* Task description *
Convert the data below into a two-column Markdown table headed Row and Line. Give each non-blank line its own row, numbered in order, and omit blank lines.

* Records to use *

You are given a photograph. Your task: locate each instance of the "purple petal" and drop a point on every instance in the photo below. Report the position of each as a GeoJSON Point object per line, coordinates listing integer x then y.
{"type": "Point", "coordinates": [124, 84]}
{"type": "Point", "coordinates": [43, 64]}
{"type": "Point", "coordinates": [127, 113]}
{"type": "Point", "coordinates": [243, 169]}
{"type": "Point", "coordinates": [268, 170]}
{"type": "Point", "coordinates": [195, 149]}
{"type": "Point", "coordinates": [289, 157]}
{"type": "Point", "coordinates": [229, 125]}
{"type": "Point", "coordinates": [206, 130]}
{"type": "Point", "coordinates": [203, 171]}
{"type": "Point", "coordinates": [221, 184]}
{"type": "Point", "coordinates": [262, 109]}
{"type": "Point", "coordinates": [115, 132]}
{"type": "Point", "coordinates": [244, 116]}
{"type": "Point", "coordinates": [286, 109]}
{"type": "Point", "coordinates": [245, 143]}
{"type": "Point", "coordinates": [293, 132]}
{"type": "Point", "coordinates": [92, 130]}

* Response *
| Row | Line |
|---|---|
| 1 | You are given a photograph. Your task: locate each instance of the "purple petal" and drop a point on every instance in the photo below. Report the position of each as a GeoJSON Point object per line, coordinates listing integer x then y. |
| 2 | {"type": "Point", "coordinates": [124, 84]} |
| 3 | {"type": "Point", "coordinates": [43, 64]} |
| 4 | {"type": "Point", "coordinates": [127, 113]} |
| 5 | {"type": "Point", "coordinates": [243, 169]} |
| 6 | {"type": "Point", "coordinates": [268, 170]} |
| 7 | {"type": "Point", "coordinates": [195, 149]} |
| 8 | {"type": "Point", "coordinates": [289, 157]} |
| 9 | {"type": "Point", "coordinates": [229, 125]} |
| 10 | {"type": "Point", "coordinates": [206, 130]} |
| 11 | {"type": "Point", "coordinates": [203, 171]} |
| 12 | {"type": "Point", "coordinates": [221, 184]} |
| 13 | {"type": "Point", "coordinates": [262, 109]} |
| 14 | {"type": "Point", "coordinates": [115, 132]} |
| 15 | {"type": "Point", "coordinates": [244, 116]} |
| 16 | {"type": "Point", "coordinates": [286, 109]} |
| 17 | {"type": "Point", "coordinates": [245, 143]} |
| 18 | {"type": "Point", "coordinates": [293, 132]} |
| 19 | {"type": "Point", "coordinates": [92, 130]} |